*Aim of the task*.
Reproduce the part of the mailing-list reply about Plan 9 C compilers starting with "Johan Kullstam (kullstam@ne.mediaone.net)" and going on through "what do I know?", word for word.

*Quoted passage*.
● ● ● ● ● ● ●
Re: Why Plan 9 C compilers don't have asm("")

Johan Kullstam (kullstam@ne.mediaone.net)
08 Jul 2001 21:22:46 -0400


Victor Yodaiken <yodaiken@fsmlabs.com> writes:

> On Fri, Jul 06, 2001 at 06:44:31PM +0000, Linus Torvalds wrote:
> > On ia64, you probably end up with function calls costing even more than
> > alpha, because not only does the function call end up being a
> > synchronization point for the compiler, it also means that the compiler
> > cannot expose any parallelism, so you get an added hit from there. At
>
> That seems amazingly dumb. You'd think a new processor design would
> optimize parallel computation over calls, but what do I know?
>
> > Most of these "unconditional branches" are indirect, because rather few
> > 64-bit architectures have a full 64-bit branch. That means that in
>
> This is something I don't get: I never understood why 32bit risc designers
> were so damn obstinate about "every instruction fits in 32 bits"
> and refused to have "call 32 bit immediate given in next word" not
> to mention a "load 32bit immediate given in next word".
> Note, the superior x86 instruction set has a 5 byte call immediate.

the 32 bit MIPS (R3K series, at least) has a 32 bit instruction which
loads a 16 bit immediate (which fits within the instruction itself).
thus to load a 32 bit number takes two instructions. since the
instructions are all 32 bits and must live on a multiple of 4 bytes,
this is as compact as you can get given the alignment constraint.
● ● ● ● ● ● ●
*Provided data*.
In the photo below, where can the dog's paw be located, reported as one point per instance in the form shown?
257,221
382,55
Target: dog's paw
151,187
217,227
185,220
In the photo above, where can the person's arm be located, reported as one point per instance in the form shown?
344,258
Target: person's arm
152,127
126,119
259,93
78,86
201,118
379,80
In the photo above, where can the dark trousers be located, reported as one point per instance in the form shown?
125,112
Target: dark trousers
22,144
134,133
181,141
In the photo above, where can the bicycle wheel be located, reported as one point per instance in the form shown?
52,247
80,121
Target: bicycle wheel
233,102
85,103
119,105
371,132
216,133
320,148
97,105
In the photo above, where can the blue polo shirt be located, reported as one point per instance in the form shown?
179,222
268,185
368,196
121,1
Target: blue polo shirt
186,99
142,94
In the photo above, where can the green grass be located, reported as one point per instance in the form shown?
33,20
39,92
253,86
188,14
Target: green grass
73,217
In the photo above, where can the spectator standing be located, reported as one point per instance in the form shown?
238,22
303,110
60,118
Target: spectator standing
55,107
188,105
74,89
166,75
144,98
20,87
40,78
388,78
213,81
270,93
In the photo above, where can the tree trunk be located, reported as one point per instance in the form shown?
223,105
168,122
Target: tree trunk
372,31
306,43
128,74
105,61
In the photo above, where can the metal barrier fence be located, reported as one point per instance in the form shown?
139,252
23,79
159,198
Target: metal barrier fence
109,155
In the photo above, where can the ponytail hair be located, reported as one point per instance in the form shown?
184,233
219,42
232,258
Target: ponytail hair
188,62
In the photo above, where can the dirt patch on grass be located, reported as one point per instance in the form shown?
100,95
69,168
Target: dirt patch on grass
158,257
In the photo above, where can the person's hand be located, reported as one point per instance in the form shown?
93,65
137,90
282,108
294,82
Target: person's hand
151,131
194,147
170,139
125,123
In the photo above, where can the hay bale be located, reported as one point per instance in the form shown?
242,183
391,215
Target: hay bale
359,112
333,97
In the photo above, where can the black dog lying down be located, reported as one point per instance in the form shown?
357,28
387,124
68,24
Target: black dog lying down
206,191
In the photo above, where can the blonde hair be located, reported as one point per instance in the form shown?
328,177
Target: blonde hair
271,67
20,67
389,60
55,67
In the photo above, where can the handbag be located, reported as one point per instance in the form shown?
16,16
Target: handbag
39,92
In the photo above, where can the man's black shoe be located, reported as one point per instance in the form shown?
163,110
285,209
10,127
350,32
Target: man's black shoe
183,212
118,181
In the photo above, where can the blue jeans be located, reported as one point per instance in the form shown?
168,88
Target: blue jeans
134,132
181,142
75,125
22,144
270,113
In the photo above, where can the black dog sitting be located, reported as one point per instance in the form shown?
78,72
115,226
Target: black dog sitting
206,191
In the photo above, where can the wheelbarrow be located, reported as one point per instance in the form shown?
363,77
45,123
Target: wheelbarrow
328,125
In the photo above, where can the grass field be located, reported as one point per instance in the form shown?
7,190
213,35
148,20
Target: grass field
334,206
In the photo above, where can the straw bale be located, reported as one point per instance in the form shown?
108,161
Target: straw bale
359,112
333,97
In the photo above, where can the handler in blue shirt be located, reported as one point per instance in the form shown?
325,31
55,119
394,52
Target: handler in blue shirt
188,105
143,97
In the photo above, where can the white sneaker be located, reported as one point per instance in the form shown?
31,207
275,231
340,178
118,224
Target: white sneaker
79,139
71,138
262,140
● ● ● ● ● ● ●
*Problem solution*.
Johan Kullstam (kullstam@ne.mediaone.net)
08 Jul 2001 21:22:46 -0400


Victor Yodaiken <yodaiken@fsmlabs.com> writes:

> On Fri, Jul 06, 2001 at 06:44:31PM +0000, Linus Torvalds wrote:
> > On ia64, you probably end up with function calls costing even more than
> > alpha, because not only does the function call end up being a
> > synchronization point for the compiler, it also means that the compiler
> > cannot expose any parallelism, so you get an added hit from there. At
>
> That seems amazingly dumb. You'd think a new processor design would
> optimize parallel computation over calls, but what do I know?